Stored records
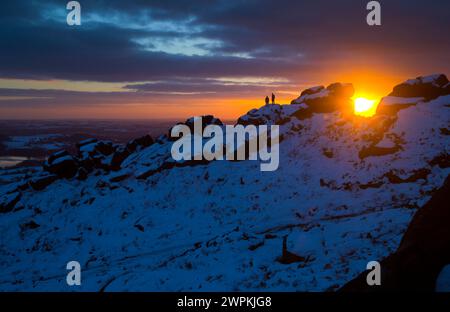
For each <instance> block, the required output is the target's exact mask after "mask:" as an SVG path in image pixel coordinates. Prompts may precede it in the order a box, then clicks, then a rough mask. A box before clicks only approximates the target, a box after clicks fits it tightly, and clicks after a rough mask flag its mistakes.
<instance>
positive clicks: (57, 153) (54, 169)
mask: <svg viewBox="0 0 450 312" xmlns="http://www.w3.org/2000/svg"><path fill="white" fill-rule="evenodd" d="M78 167H79V164H78V161H77V160H76V159H75V158H74V157H73V156H71V155H70V154H69V153H68V152H67V151H60V152H57V153H54V154H52V155H51V156H50V157H49V158H48V159H47V161H46V162H45V163H44V169H45V170H47V171H48V172H50V173H53V174H55V175H57V176H58V177H60V178H68V179H70V178H72V177H74V176H75V174H76V173H77V171H78Z"/></svg>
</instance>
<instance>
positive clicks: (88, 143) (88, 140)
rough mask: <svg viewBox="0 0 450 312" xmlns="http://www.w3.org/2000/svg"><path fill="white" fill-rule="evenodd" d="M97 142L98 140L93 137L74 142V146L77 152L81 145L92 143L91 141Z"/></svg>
mask: <svg viewBox="0 0 450 312" xmlns="http://www.w3.org/2000/svg"><path fill="white" fill-rule="evenodd" d="M97 142H98V140H97V139H95V138H90V139H86V140H83V141H80V142H78V143H77V144H76V147H77V149H78V152H80V148H81V147H83V146H85V145H89V144H92V143H97Z"/></svg>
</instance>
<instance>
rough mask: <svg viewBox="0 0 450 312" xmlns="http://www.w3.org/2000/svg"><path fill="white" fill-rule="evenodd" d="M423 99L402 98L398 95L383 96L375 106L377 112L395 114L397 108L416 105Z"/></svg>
mask: <svg viewBox="0 0 450 312" xmlns="http://www.w3.org/2000/svg"><path fill="white" fill-rule="evenodd" d="M423 100H424V98H423V97H412V98H404V97H398V96H385V97H383V98H382V99H381V101H380V103H379V104H378V106H377V114H383V115H395V114H396V113H397V112H398V111H399V110H401V109H405V108H408V107H410V106H412V105H416V104H417V103H419V102H421V101H423Z"/></svg>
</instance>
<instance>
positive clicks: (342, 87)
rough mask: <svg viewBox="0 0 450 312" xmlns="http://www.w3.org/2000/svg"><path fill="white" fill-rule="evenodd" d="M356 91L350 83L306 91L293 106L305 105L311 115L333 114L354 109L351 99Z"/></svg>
mask: <svg viewBox="0 0 450 312" xmlns="http://www.w3.org/2000/svg"><path fill="white" fill-rule="evenodd" d="M354 92H355V90H354V88H353V85H352V84H350V83H340V82H337V83H333V84H330V85H329V86H328V87H327V88H324V87H323V86H317V87H313V88H309V89H306V90H304V91H303V92H302V93H301V94H300V96H299V97H298V98H297V99H294V100H292V102H291V104H305V105H306V106H307V107H308V110H309V111H310V112H311V113H331V112H333V111H336V110H341V111H350V110H352V109H353V104H352V100H351V97H352V96H353V94H354Z"/></svg>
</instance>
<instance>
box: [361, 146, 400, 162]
mask: <svg viewBox="0 0 450 312" xmlns="http://www.w3.org/2000/svg"><path fill="white" fill-rule="evenodd" d="M400 150H401V148H400V146H398V145H396V146H393V147H378V146H367V147H363V148H362V149H361V150H360V151H359V154H358V156H359V158H360V159H364V158H367V157H371V156H384V155H389V154H394V153H397V152H398V151H400Z"/></svg>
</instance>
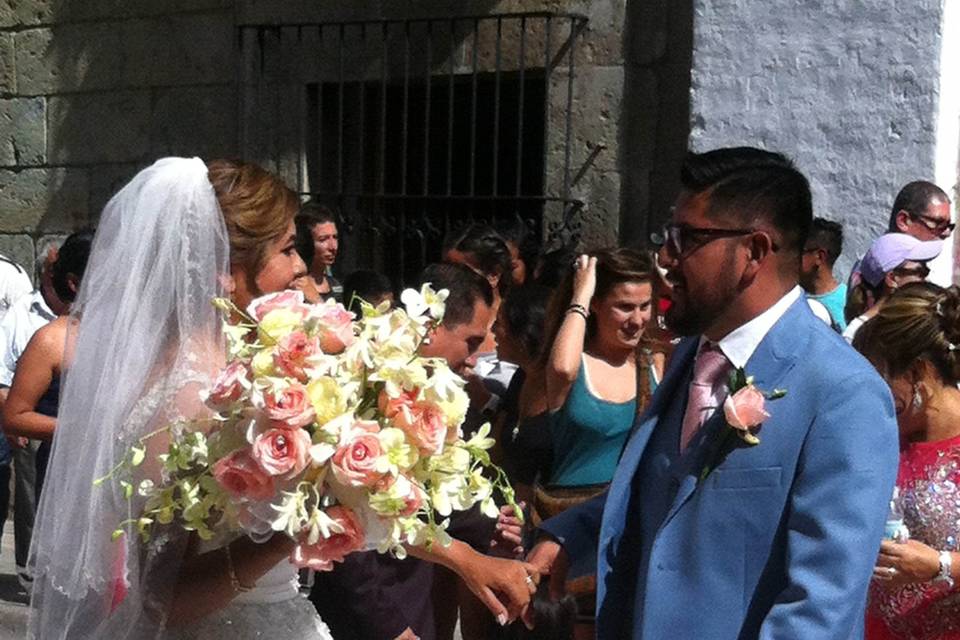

* [WHAT THE TASK REQUIRES]:
Copy, word for word, the entries above from the first line to the line that holds "positive clicks: (88, 143) (88, 140)". Drop the pictures.

* [RESULT FOR THIS TASK]:
For each <instance> block, the required output is the target's exact mask after "mask:" as an SVG path in image pixel coordinates. Prompts may precede it in the order a box, then clicks, then a rough mask. A box before clicks only approximates the target, a box after clicks fits it tightly, and clicks after a rough mask flag its mistakes.
<instance>
positive clicks: (57, 153) (54, 169)
mask: <svg viewBox="0 0 450 312" xmlns="http://www.w3.org/2000/svg"><path fill="white" fill-rule="evenodd" d="M78 167H79V164H78V161H77V160H76V159H75V158H74V157H73V156H71V155H70V154H69V153H68V152H67V151H60V152H57V153H54V154H52V155H51V156H50V157H49V158H48V159H47V161H46V162H45V163H44V169H45V170H47V171H48V172H50V173H53V174H55V175H57V176H58V177H60V178H68V179H70V178H72V177H74V176H75V174H76V173H77V171H78Z"/></svg>
</instance>
<instance>
positive clicks: (88, 143) (88, 140)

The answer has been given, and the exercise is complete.